● Task inputs:
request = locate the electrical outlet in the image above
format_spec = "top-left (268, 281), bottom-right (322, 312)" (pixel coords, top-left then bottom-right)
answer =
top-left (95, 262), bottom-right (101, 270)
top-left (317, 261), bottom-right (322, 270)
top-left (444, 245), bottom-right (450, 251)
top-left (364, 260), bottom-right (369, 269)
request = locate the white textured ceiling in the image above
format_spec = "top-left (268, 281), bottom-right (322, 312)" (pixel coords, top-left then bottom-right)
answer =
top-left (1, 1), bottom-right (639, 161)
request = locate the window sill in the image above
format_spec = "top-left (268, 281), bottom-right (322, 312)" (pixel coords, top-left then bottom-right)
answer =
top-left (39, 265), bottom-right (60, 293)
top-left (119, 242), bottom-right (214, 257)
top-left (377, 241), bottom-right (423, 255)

---

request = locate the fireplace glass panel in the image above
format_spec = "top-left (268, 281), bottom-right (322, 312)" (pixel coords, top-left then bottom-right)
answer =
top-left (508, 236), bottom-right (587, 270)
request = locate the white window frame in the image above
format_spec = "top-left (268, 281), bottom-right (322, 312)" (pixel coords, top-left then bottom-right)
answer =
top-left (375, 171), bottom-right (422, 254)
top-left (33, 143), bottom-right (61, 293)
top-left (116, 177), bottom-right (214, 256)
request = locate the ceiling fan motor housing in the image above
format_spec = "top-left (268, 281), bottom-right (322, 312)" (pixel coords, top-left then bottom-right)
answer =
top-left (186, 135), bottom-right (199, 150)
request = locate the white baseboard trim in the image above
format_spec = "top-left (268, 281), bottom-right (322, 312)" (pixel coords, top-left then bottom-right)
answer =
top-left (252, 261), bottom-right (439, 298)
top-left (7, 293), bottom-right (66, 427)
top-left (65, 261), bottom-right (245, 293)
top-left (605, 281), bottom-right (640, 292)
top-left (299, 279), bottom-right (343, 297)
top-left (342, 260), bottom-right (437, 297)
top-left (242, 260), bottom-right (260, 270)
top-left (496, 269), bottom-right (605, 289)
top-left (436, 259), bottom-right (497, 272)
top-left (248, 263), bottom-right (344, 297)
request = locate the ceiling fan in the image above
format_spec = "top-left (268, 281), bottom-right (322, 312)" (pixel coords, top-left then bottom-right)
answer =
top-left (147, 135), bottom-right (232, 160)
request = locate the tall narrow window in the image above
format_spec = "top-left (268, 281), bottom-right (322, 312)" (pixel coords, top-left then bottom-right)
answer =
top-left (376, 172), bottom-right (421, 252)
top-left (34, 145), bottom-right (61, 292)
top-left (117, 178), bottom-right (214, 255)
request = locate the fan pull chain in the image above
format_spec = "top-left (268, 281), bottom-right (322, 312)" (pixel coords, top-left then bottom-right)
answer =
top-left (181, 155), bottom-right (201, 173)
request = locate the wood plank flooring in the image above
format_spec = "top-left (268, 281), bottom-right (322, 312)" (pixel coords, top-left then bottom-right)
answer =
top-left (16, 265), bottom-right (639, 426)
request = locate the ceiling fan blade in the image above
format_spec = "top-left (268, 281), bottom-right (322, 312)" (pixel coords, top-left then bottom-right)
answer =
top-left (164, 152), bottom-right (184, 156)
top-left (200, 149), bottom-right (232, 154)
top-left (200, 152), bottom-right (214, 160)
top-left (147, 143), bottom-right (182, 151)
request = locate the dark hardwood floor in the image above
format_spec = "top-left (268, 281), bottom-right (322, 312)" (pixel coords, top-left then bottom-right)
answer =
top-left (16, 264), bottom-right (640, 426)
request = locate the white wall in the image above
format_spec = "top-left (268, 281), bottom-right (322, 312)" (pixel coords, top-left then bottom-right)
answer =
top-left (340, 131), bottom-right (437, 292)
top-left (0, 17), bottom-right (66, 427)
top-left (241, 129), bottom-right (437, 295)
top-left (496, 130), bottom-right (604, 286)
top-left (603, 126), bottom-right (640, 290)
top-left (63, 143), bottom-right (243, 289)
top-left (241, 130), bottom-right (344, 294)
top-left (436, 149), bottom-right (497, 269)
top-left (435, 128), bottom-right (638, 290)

● What the task requires:
Taking the lines above one at a time, give the number of them that contain the string "white". Add nothing else.

● Output for this exercise:
4